## Exercise
Gather every line of the entries that includes the word "task".

## Data extract
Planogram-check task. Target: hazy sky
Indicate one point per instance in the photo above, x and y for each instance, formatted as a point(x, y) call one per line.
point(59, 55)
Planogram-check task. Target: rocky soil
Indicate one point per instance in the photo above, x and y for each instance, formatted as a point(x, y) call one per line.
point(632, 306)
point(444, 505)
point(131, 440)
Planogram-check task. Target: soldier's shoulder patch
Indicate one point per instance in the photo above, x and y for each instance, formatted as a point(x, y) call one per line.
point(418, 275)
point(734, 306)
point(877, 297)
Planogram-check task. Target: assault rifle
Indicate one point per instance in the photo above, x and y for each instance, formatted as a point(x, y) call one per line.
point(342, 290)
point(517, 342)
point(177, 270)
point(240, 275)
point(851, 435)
--
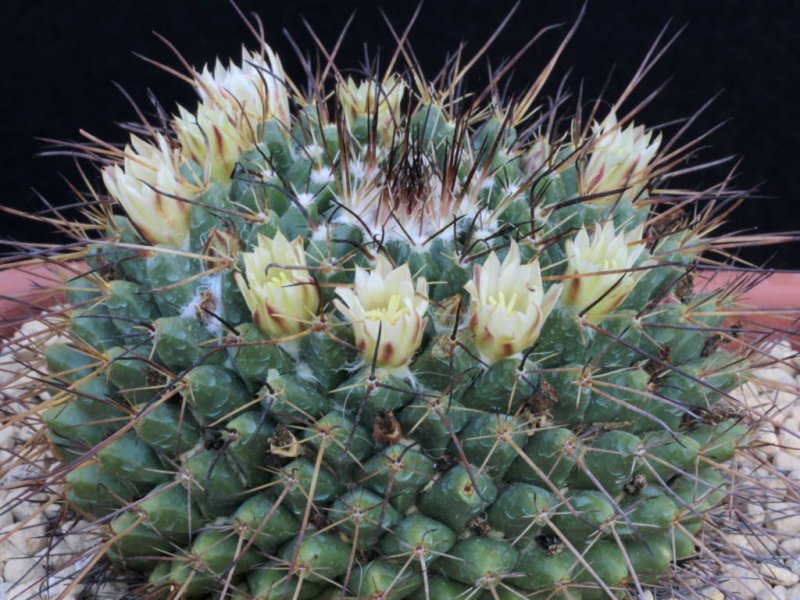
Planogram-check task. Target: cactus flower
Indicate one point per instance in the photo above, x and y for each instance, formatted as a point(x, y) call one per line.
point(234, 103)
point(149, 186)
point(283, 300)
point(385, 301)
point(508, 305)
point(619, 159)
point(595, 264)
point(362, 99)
* * *
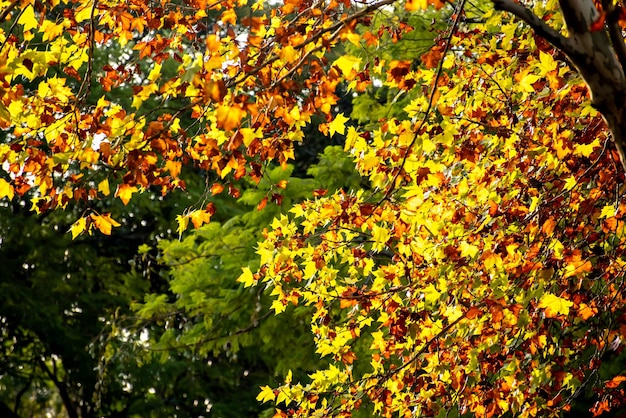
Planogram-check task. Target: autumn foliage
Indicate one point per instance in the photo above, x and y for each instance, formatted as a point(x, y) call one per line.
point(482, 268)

## Final answer
Planogram-check task. Target: hazy sky
Planogram-check task. Target: rocky soil
Planogram-check task. Target: soldier's shoulder patch
Planogram-check task. Target: assault rifle
Planogram-check task. Target: cactus flower
Planogram-check task. Target: autumn foliage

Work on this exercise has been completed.